___ TEXT EXCERPT ___
Al-Manar calls ban an attack on press freedom

Published:

Germany's interior ministry has banned al-Manar satellite television, the mouthpiece of the Lebanese resistance group Hezbollah, a ministry spokesman said on Friday, in a move denounced by the station.

The station, which the United States designated a "terrorist organization" shortly before banning it in 2004, was also barred in France.

Interior Minister Wolfgang Schaeuble said the ban was introduced because the channel did not promote international understanding and violated the German constitution.

In a statement posted on a website affiliated with Hezbollah, the managment denounced Germany's decision as a "blatant attack on press freedoms," calling it a "political decision without any legal validity that will not dissuade al-Manar from performing its professionlal duty."

The statement said the station has been the target of unjust American and "Zionist" policies and aserted that the ban violates international human rights and media laws, according to the statement posted on the website Promise (Wa3ad).

The ministry said the restrictions covered al-Manar advertisements, fund-raising for its studios and the reception of the satellite television station in hotels. Private homes will still be able to view the channel.

Al-Manar is Hezbollah's mouthpiece and played a major role in forcing an end to Israel's 22-year occupation of south Lebanon.

Hezbollah funds Al-Manar, its sister radio station Al-Nour and the parent company Lebanon Media Group.
___ EXTRACTED RECORDS ___
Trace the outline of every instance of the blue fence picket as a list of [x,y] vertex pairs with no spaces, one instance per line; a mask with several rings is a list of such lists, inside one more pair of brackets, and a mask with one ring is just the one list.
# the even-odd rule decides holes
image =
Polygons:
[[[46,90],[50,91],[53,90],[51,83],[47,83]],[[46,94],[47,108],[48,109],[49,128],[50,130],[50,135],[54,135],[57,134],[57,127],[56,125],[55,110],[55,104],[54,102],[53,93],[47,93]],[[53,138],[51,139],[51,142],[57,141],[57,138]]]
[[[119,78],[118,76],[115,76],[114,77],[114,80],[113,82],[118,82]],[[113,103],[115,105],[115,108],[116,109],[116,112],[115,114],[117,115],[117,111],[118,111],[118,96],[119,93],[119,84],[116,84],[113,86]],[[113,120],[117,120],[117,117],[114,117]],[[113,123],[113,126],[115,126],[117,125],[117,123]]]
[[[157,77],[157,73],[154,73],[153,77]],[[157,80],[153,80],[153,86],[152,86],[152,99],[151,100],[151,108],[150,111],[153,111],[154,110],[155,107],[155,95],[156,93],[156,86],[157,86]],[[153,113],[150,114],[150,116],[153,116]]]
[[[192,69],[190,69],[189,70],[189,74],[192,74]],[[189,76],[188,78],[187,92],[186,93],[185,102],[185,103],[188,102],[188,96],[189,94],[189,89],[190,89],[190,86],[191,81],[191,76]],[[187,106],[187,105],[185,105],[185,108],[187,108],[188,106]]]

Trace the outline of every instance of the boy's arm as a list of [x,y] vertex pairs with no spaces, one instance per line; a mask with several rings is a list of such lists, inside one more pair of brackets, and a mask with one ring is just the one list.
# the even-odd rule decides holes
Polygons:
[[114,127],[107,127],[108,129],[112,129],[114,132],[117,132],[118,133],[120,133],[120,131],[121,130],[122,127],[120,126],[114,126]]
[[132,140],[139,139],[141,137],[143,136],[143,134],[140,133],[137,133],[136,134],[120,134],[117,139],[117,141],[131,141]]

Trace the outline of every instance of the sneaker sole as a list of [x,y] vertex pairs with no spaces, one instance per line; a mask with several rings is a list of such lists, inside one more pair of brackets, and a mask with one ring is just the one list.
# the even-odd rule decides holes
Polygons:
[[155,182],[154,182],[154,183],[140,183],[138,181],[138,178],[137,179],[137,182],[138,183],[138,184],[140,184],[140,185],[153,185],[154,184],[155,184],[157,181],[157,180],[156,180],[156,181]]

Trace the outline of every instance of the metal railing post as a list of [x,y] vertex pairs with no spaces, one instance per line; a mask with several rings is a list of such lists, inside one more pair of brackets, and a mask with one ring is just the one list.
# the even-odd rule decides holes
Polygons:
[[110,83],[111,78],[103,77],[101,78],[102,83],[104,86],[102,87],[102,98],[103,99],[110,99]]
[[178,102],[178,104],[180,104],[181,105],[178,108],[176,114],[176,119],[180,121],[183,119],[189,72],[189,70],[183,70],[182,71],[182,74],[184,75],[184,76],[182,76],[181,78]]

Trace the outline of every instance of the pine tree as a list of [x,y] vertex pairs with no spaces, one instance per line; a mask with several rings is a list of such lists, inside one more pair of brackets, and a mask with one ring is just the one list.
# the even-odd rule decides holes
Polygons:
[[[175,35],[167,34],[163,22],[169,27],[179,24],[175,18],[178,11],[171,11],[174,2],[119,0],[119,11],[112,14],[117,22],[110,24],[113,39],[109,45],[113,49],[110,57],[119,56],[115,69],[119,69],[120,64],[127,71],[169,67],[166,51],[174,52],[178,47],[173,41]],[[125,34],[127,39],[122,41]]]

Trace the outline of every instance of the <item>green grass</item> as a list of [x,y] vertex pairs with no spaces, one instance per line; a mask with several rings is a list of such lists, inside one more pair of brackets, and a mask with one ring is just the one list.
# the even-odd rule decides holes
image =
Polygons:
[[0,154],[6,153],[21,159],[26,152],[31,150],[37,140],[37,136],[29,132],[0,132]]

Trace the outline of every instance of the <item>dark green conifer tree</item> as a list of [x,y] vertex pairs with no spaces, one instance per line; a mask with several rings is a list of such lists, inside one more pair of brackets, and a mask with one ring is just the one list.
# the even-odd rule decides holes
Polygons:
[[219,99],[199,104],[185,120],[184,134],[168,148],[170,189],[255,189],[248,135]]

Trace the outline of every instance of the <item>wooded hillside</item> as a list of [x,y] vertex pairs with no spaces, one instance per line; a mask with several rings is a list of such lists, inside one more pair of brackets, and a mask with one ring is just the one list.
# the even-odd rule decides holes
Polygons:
___
#### LIST OF TASKS:
#1 Extract from the article on the al-Manar ban the part that opens with the words containing "The station, which" and closes with "website Promise (Wa3ad).".
#2 According to the article on the al-Manar ban, what did the ministry's restrictions cover?
These lines have no role in this work.

#### OUTPUTS IN ORDER:
#1
The station, which the United States designated a "terrorist organization" shortly before banning it in 2004, was also barred in France.

Interior Minister Wolfgang Schaeuble said the ban was introduced because the channel did not promote international understanding and violated the German constitution.

In a statement posted on a website affiliated with Hezbollah, the managment denounced Germany's decision as a "blatant attack on press freedoms," calling it a "political decision without any legal validity that will not dissuade al-Manar from performing its professionlal duty."

The statement said the station has been the target of unjust American and "Zionist" policies and aserted that the ban violates international human rights and media laws, according to the statement posted on the website Promise (Wa3ad).

#2 They covered al-Manar advertisements, fund-raising for its studios, and the reception of the station in hotels.